Provided entries:
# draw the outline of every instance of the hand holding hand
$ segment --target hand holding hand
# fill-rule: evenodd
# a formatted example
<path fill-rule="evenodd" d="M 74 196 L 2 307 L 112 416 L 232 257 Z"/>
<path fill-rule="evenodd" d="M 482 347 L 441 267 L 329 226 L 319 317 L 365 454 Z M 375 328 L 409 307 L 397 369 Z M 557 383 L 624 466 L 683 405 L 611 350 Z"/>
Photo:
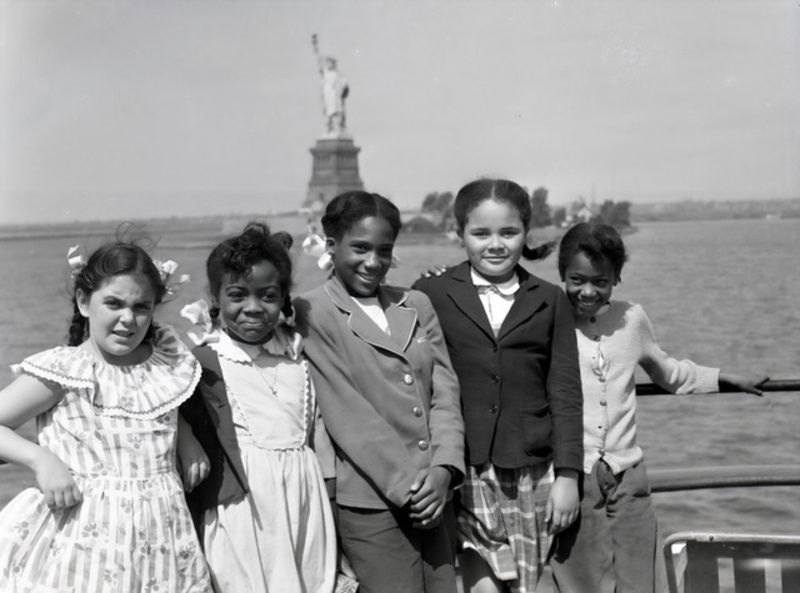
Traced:
<path fill-rule="evenodd" d="M 580 512 L 578 476 L 574 470 L 562 470 L 556 476 L 545 507 L 545 522 L 551 535 L 563 531 Z"/>
<path fill-rule="evenodd" d="M 417 529 L 432 529 L 439 524 L 447 504 L 450 471 L 441 465 L 421 470 L 411 485 L 409 517 Z"/>
<path fill-rule="evenodd" d="M 31 469 L 51 510 L 66 509 L 83 500 L 83 494 L 69 468 L 44 447 L 36 455 Z"/>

To do:
If "hand" is in a line of the listing above, count that line; give the final number and nothing more.

Reply:
2